- **検討用文章**:
────────────────
『天は人の上に人を造らず、人の下に人を造らず』
よく、誤って解釈されている例として挙げられる福沢諭吉の言葉です。一見、「人は皆平等」と言っているように見えますが違います。実は、「そんな風に人に差を造っているのは、天ではなく自分だよ」と言っています。具体的には、学問に励んだか否かで差が生じるのだ、という言葉です。
現代文の授業でプロレタリア文学を扱うことがあります。その際、文学史的な知識として、資本主義や共産主義の話まで拡大して教えるようにしています。もちろん、当時は資本主義の黎明期でもあり、階級間格差とその固定化が深刻な社会問題でしたから、上記のように、学問をしたからすぐに人の上に立てる、といった単純な話ではありませんでした。しかし、現代の我々の世代ならば、向上心を持って学問に励む人は、それなりに報われます。逆に、励まなければ失うものも多く、生来の立場に安寧していることもできないという状況です。
こんな中で、君たちは今、進路を考え、大学受験をしようとしています。
さて、君たちは、仕事とは何かを考えたことがあるでしょうか?
ともすると、「生活費を稼ぐための手段」と考えがちな人が多いような気がします。もちろん生活費を稼ぐことは大切ではありますが、それだけで40年以上にわたって苦行に堪えることは困難です。
本質的なことを言えば、仕事とは、「社会的に価値を創出する」ことです。作りだした価値の分だけ、対価として収入を得ることができます。仕事について考える、ということはすなわち、自分が社会に生み出す付加価値をどういったものにするのか、を考えているのだと思ってください。教師なら、教え子の成長が付加価値です。医師なら、患者の健康が付加価値です。皆、何かしら社会にとって有益であるものを生み出しているからこそ、その対価を受けとることができています。
また、仕事は一生を賭けて極めていくことであるため、自身のアイデンティティの根幹をなす要素となります。よって、単純に考えるならば、「自分にしかできない仕事」をした場合、対価も多く満足度も高くなり、「誰にでもできる仕事」をした場合、対価が少なく満足度が低くなる、という傾向が考えられます。『セメント樽の中の手紙』に描かれた『人間疎外』の状況がもたらす苦痛は、肉体的なものだけではありません。自分がちっぽけな歯車でしかない、という思いは精神的にもこたえます。
────────────────
- **提示項目**:
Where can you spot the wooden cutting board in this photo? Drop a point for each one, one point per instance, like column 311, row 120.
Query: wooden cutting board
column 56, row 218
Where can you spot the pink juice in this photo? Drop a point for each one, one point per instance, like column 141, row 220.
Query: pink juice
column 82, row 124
────────────────
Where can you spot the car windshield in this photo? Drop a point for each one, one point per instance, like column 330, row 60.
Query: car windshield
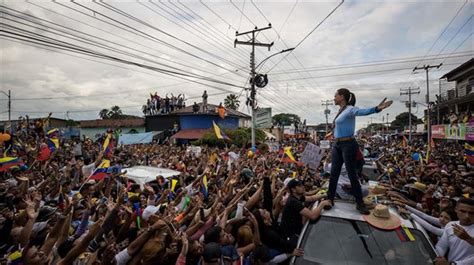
────────────────
- **演習問題**:
a: 仕事についての文章では、仕事の本質は何であると述べられていますか。
b: 仕事についての文章を、最後の文に続けて書き進めてください。

- **各問の解答**:
a: 「社会的に価値を創出する」ことです。

b:
昨今の教育改革で言われているのは、この求められる学問の姿が変化してきているということです。詰め込み型の受験偏重の教育では、学問に励んだところで、社会に出てから役に立たない、と言われるようになりました。AIが発達し、シンギュラリティが近づいていると言われる今、かつての職業の大半が、成立しなくなるとも言われています。だからこそ、人間にしかできない仕事を創出しなければなりません。探究学習などでアクティブラーニングを導入していっているのは、そのためですね。
こういった活動への取り組みは、学校によってまちまちですし、どこの学校の先生も手探りの状態です。なんなら、新型コロナウィルス禍の中でグループ活動が制限されていましたから、数年前から後退してしまっているようにも思われます。しかし、未来に訪れるであろう社会の変化がなくなったわけではありません。従来型の学習と比べると、軽視しがちな傾向にあるように思われますが、新たな学問(学習)の形をイメージして学び続けることには価値があると思いますよ。
ただ、だからといって、従来の学問をおろそかにするわけにもいきません。土台となる知識や考え方が身についていない状況では、結局、「AIを使う人間」になることはできず、「AIに使われる人間」になってしまいます。また、探究活動でディスカッション技術をいくら磨いたとしても、そこで発信する中身がなければ、「口先だけの人間」になってしまいますね。
君達の将来はそれぞれです。皆、それぞれの世界で活躍することになります。だから、そのために学ぶ学問も大学以降は同じではなくなってきます。進路について考える際、期限に迫られてなんとなく決めるのではなく、未来のために学ぶものを選ぶ、という意識を持ちましょう。そして、選ぶためにはまず、一歩踏み出すことが重要です。自分勝手に分かった気になっていては、後から後悔することになりかねません。少しでも多くの情報を得られるように、体験を増やしていきましょう。情報系の仕事を考えているならプログラミング言語を学んでみる、医療系の仕事を考えているならボランティアなどに応募してみる。そういったアクティブな姿勢こそが、AIには真似のできない営みだと言えます。
ちなみに、私の経験上、努力を努力と感じないことを仕事にするのが、幸福への一番の近道です。私自身、国語教師としてたくさんの文章を読む必要がありますが、本を読むのは昔から大好きでした。まるで苦になりません。また、文章を書くことも好きでした。今、こうやってブログを書いていても、寝食を忘れて没頭してしまいます。周囲の人からは「すごいなぁ」とか「大変だなぁ」とか言われますね。でも、自分にとっては当たり前なのです。そういったことを仕事にできると良いと思いませんか?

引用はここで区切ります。